==== Excerpted text

I’m a hermit by nature. It isn’t that I dislike the company of others, or that I suffer from misanthropy; I harbor a deep love of humanity in its many forms. But I’ve always preferred my own company, perhaps due to a combination of neurodivergence and a penchant for solitary activities. However, the past year has been a test for even my introversion. Even with my wife’s company—a pleasure that I do not ever see myself growing tired of—I’ve missed not only my family, friends and Jewish community, but the passive presence of strangers.

At the start of the pandemic, we marveled at how empty the streets became, how cities all over the world grew still and silent. Some claimed that this was how things should be, that humanity was the real virus, but I’ve found this to be a myopic point of view. People are inhabitants of this planet, just like everything else, and—like with any species—removing us from the ecosystem is hardly the solution.

People thrive on community. I’ve never understood the concept of living and dying alone, since no one is truly alone. Even the last person on earth would build their house from trees planted by others before them, grow food cultivated and bred for optimal nutrition over hundreds of years and operate on a basis of knowledge attained from the collective human experience.

Despite common misconceptions to the contrary, early humans cared deeply for their elderly and ill, and survival of the fittest would only last until the fittest fell upon inevitable misfortune. I think most people’s first instinct upon seeing someone who needs help is to help in the ways they can. We saw these instincts throughout the months of the pandemic: communities reaching out to those in need, providing food and support. In his play “No Exit,” Jean-Paul Sartre included the line, “Hell is other people,” a commonly misrepresented phrase less about others and more about the self, but the alternative is even worse. No human being can survive in pure isolation, and no human being should try.

========
==== Data under study

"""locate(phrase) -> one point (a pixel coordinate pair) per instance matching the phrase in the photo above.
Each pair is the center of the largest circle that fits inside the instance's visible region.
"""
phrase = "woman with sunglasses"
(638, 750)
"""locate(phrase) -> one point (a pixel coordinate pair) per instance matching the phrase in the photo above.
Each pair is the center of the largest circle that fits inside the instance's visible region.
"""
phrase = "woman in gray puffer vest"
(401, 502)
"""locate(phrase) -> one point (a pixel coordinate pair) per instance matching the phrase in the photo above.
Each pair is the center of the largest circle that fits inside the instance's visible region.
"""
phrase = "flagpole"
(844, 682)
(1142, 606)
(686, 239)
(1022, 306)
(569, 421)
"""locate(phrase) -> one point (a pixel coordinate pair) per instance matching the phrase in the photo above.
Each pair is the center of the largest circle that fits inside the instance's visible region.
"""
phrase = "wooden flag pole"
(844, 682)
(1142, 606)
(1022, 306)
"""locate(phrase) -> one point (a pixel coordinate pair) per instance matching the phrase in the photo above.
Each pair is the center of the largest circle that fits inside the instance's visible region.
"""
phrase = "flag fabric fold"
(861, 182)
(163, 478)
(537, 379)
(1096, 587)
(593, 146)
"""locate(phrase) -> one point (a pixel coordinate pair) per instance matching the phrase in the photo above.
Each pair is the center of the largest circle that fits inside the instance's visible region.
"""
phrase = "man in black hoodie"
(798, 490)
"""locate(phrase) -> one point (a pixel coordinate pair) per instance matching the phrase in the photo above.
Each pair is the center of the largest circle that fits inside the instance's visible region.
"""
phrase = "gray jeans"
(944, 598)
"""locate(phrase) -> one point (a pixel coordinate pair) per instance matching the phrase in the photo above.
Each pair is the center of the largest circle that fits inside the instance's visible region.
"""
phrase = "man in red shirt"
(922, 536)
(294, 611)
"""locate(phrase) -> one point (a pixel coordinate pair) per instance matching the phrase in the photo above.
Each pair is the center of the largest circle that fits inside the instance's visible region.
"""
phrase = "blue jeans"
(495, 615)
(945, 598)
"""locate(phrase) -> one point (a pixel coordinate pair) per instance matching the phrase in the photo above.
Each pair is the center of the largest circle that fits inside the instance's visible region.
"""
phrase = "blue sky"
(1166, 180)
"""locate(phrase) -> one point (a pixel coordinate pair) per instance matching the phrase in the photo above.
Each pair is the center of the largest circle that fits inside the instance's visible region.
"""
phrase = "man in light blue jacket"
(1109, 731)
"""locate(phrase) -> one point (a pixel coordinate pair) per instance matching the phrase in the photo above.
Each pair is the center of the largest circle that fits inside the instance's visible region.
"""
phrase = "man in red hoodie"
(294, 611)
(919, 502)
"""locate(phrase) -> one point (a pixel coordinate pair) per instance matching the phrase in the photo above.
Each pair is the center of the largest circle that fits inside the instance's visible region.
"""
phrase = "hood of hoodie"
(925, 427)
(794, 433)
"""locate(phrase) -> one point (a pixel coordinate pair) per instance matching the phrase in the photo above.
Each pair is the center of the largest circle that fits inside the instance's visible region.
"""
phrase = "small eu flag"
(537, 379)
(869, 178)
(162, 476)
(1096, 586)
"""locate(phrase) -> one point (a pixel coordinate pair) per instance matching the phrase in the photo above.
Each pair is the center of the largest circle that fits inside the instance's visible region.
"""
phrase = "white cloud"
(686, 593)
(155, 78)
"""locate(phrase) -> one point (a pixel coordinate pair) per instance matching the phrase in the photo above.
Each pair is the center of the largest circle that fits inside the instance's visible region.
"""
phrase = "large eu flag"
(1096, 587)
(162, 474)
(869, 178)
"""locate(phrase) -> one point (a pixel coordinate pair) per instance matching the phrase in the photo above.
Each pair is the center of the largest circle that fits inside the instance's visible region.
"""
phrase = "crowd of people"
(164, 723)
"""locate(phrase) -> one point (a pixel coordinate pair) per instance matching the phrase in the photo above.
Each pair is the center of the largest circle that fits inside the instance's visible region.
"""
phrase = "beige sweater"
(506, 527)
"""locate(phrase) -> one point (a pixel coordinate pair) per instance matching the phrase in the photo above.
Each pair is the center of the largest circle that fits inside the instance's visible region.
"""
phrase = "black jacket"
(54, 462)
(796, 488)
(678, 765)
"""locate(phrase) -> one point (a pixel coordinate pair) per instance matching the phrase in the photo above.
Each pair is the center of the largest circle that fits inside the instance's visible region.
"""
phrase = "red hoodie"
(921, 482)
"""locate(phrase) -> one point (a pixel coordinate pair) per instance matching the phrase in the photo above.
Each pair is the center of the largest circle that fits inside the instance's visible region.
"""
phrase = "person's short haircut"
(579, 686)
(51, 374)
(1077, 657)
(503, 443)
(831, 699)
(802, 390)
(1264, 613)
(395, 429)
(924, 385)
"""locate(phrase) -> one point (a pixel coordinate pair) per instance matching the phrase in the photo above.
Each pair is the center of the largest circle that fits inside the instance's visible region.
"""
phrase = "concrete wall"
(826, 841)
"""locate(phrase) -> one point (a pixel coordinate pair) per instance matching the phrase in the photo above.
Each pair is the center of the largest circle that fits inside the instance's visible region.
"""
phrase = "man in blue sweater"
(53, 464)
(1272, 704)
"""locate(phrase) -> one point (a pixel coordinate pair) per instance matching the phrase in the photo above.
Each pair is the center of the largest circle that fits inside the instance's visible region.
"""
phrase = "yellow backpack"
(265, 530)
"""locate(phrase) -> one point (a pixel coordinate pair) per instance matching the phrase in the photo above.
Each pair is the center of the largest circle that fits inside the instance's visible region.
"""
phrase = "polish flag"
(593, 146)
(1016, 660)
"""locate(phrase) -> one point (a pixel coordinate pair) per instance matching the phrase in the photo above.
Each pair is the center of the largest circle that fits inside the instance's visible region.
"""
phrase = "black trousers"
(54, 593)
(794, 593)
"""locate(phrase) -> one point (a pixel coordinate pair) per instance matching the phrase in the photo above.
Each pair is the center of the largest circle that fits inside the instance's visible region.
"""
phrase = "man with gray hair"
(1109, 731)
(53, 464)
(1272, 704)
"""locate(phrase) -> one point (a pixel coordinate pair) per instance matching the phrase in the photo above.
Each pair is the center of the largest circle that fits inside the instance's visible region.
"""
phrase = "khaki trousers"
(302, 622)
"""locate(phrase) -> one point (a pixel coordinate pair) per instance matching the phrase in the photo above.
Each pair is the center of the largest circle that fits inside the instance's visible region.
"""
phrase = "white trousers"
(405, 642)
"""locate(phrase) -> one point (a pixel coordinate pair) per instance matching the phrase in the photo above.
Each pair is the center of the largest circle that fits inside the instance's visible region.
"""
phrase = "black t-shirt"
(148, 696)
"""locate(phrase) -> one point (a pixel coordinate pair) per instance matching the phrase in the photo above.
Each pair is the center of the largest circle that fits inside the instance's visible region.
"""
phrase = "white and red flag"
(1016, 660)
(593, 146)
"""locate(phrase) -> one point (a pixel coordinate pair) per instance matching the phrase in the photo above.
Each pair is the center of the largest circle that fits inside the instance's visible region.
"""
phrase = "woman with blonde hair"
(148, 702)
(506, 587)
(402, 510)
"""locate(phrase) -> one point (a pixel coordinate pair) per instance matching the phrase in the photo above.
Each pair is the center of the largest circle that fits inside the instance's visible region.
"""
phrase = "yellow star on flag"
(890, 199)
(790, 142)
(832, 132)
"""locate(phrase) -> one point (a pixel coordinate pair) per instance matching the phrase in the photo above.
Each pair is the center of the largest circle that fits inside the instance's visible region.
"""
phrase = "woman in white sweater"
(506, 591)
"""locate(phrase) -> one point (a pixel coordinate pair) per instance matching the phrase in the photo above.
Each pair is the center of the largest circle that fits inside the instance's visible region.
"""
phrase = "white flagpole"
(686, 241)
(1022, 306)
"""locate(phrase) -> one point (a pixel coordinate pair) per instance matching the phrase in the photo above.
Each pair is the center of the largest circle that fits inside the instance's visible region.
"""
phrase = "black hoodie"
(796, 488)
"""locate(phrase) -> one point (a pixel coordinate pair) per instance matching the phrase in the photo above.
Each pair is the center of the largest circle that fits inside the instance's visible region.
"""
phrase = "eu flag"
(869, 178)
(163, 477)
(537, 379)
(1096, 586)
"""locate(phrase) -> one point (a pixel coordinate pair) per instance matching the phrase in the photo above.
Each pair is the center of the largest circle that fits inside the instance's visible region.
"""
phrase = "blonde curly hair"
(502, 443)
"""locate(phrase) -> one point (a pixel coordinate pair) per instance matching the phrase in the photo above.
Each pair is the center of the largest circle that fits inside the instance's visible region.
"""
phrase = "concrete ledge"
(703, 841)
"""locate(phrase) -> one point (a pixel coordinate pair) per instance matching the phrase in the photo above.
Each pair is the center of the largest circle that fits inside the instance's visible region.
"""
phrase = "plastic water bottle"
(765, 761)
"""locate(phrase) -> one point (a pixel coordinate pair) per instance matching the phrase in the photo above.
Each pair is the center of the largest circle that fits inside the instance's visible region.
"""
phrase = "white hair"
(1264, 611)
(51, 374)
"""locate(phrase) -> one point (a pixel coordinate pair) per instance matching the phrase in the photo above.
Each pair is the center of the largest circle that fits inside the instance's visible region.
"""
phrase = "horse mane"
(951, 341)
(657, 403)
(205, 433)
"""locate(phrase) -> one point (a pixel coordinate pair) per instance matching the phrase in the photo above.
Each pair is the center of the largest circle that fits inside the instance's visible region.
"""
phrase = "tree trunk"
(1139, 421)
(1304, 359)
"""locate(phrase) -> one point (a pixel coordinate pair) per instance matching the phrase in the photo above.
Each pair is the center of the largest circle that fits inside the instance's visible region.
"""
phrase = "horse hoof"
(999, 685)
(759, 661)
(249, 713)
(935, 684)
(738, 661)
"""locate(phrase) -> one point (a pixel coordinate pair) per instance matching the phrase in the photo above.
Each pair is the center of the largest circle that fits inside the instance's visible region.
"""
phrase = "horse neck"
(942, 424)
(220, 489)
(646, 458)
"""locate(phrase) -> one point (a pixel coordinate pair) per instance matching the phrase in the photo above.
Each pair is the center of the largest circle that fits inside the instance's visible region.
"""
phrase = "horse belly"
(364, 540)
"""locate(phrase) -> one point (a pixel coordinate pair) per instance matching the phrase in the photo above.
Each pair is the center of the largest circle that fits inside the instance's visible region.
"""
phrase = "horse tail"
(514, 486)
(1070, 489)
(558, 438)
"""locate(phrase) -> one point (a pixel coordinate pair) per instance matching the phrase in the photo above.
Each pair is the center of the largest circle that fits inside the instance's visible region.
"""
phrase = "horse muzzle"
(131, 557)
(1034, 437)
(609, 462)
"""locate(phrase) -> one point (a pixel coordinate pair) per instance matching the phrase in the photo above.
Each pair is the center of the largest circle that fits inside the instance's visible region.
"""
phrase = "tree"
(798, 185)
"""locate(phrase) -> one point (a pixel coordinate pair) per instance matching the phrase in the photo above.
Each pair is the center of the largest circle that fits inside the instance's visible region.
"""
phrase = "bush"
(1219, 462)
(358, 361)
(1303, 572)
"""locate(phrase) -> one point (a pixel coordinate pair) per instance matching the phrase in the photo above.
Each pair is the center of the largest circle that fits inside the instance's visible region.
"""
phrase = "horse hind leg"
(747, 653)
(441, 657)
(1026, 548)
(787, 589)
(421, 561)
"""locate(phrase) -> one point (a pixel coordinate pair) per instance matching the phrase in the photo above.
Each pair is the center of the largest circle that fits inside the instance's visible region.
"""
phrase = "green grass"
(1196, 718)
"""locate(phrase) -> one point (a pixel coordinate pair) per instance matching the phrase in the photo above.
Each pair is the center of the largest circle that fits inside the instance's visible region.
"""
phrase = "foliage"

========

§ Exercise 1: According to the essay on community and isolation, in which play did Jean-Paul Sartre include the line "Hell is other people"?
§ Exercise 2: Resume the essay on community and isolation, picking up after its final sentence.

§ Written response 1: "No Exit"

§ Written response 2:
As vaccination rates ramp up, I’m beginning to see my friends again, and the joy is indescribable. So, too, is the joy of seeing babies on the train, hearing music on the street, entering a dark movie theater to laugh and cry with strangers. Even just seeing folks out and about in their masks, knowing they are not only protecting themselves but protecting me, even if they don’t know me, fills me with an incredible affection. It would be very easy to descend into misanthropy, a hatred of the world and others, but what an awful way to live! I’m not discounting that terrible things happen and that some people are more concerned with themselves than with others, but many current events show us they are not in the majority.

Though I’ve felt isolated from the Jewish community over the last year, I can’t deny the anticipation and euphoria I feel at the thought of diving back in. Returning to the tribe after a long absence feels like coming home, and even though I’ve been away, I know the community will be there, as kind and beautiful as I know it can be.